Collect every line of the listing that contains the string "long", matching case exactly.
===
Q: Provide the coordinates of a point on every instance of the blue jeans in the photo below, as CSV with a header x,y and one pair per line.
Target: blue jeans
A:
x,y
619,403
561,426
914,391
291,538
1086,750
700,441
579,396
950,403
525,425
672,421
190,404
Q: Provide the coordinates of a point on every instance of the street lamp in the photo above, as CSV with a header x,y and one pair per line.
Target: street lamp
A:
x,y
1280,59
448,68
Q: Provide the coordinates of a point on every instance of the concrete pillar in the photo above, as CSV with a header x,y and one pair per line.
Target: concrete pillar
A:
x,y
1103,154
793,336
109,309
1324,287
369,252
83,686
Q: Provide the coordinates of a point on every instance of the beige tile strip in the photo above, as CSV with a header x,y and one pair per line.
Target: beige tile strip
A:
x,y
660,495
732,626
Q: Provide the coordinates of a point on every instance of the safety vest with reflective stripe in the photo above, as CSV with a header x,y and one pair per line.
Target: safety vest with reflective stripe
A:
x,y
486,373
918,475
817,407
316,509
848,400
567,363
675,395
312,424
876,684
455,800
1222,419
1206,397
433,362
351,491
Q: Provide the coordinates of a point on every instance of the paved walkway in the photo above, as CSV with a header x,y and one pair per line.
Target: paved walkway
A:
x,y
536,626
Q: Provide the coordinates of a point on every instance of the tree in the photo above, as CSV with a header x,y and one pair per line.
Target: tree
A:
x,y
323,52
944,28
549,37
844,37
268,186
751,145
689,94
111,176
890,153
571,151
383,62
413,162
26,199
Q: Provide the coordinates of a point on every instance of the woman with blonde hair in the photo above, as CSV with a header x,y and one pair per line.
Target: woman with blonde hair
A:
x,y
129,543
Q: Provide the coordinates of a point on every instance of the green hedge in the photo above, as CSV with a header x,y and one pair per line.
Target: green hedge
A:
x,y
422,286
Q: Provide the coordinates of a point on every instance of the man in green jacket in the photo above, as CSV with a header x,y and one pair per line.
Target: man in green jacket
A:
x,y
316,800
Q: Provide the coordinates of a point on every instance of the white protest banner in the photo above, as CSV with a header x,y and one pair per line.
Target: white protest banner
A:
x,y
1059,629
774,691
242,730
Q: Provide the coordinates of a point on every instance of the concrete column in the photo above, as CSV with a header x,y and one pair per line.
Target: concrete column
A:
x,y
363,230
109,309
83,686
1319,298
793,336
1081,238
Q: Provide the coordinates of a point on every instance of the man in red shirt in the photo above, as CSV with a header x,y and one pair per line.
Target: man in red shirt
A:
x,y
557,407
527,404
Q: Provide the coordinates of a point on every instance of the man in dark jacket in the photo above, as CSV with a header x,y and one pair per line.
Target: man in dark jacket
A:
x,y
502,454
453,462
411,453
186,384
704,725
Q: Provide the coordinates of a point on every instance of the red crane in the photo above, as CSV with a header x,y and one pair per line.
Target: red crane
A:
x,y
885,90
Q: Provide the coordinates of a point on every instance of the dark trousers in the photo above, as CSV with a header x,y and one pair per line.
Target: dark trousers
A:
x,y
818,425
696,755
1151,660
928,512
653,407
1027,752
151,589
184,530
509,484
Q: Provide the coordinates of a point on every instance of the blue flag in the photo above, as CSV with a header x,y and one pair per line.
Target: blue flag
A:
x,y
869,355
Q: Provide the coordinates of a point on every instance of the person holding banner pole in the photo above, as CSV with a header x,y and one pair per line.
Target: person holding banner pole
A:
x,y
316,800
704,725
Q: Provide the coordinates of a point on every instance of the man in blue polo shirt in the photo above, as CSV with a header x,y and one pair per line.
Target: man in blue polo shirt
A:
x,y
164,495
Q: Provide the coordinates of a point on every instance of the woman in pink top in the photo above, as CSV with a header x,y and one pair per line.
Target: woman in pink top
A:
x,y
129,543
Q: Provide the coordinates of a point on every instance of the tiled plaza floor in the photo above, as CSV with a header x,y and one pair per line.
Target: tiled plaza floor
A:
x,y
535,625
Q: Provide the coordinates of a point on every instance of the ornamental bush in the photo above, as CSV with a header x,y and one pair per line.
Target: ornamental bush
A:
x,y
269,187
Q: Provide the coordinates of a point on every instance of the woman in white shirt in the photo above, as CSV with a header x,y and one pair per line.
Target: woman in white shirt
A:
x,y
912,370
===
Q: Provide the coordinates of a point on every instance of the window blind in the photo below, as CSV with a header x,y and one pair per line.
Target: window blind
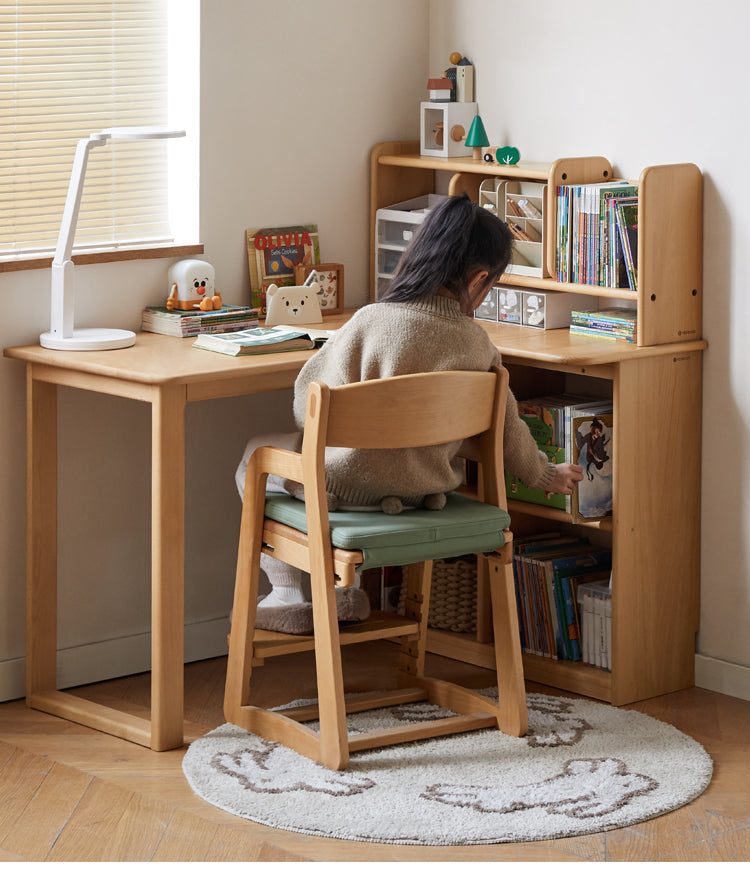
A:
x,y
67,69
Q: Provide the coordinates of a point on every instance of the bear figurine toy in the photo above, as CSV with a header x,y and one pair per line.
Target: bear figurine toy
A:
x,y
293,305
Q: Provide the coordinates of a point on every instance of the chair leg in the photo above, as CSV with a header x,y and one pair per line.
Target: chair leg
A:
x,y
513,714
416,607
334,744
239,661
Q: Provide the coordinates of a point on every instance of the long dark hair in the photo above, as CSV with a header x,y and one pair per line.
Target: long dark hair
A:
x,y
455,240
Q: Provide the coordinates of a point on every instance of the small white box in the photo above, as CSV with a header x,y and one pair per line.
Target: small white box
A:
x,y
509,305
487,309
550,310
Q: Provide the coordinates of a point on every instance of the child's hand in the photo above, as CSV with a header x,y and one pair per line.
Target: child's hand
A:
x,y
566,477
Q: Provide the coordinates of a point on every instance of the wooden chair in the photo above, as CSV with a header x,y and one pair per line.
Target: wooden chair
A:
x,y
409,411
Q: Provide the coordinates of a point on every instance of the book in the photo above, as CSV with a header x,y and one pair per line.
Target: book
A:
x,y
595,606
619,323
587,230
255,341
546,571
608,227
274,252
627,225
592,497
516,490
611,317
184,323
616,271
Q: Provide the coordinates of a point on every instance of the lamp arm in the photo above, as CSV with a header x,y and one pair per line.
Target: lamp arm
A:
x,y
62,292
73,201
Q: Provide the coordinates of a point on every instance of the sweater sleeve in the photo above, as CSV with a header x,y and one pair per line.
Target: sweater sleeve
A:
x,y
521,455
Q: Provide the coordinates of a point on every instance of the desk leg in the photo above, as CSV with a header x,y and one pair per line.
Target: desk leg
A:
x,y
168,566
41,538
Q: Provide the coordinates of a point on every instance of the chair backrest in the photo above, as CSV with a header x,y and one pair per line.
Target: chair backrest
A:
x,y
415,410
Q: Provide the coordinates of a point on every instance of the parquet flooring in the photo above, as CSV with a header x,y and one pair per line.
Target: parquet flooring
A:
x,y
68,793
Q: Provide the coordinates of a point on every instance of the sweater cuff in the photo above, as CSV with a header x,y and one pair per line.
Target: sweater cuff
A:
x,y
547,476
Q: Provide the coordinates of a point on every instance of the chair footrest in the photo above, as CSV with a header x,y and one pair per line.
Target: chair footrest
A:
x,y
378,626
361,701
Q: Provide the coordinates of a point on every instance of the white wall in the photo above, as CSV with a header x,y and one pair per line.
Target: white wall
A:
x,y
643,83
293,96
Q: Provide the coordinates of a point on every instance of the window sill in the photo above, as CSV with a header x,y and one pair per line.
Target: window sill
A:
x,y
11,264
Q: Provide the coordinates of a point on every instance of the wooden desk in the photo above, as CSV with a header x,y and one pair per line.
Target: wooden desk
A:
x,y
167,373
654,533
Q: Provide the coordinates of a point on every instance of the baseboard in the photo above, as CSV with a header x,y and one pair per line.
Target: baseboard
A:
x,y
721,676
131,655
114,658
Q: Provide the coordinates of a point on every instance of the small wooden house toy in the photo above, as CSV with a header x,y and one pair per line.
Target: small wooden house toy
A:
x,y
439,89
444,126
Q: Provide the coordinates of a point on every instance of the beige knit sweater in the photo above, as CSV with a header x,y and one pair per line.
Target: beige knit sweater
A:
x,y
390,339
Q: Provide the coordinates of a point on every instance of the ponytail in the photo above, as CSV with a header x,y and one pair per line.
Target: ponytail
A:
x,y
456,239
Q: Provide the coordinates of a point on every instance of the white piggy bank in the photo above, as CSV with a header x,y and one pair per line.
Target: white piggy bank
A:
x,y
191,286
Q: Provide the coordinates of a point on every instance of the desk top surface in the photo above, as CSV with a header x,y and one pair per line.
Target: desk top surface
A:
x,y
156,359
===
→ **Solved problem**:
Q: Provide the coordinates of a point on every instance of the long dark hair in the photo above, as CSV with a header x,y and one pair per line.
Target: long dark hair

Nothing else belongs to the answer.